Input material -
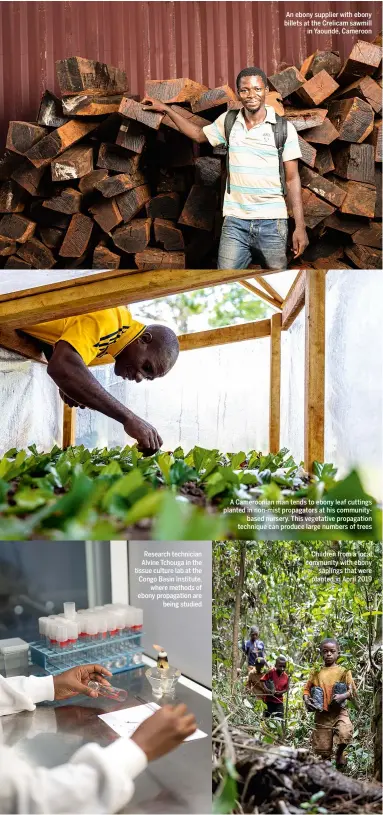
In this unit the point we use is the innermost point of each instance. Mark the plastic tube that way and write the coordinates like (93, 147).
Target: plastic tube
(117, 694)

--

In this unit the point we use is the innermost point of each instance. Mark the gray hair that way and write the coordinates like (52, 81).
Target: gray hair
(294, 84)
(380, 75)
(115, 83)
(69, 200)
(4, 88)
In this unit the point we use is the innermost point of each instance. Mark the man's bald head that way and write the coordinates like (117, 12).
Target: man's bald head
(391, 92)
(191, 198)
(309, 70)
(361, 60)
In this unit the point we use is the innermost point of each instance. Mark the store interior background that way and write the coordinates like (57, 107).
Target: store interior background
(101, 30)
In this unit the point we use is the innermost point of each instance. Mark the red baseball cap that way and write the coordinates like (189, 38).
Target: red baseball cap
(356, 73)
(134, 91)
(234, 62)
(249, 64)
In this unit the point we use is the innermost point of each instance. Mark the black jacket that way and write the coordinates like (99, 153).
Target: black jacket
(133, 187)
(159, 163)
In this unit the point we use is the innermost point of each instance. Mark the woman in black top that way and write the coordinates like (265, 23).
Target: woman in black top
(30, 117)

Stated exercise - Report every line in the records above that contains the word "baseball", copying each one in full. Case counts when matching.

Answer in full -
In this unit the point we use is the innermost point of each instance. Mark the red baseball cap that way and write the coordinates like (189, 38).
Target: red baseball cap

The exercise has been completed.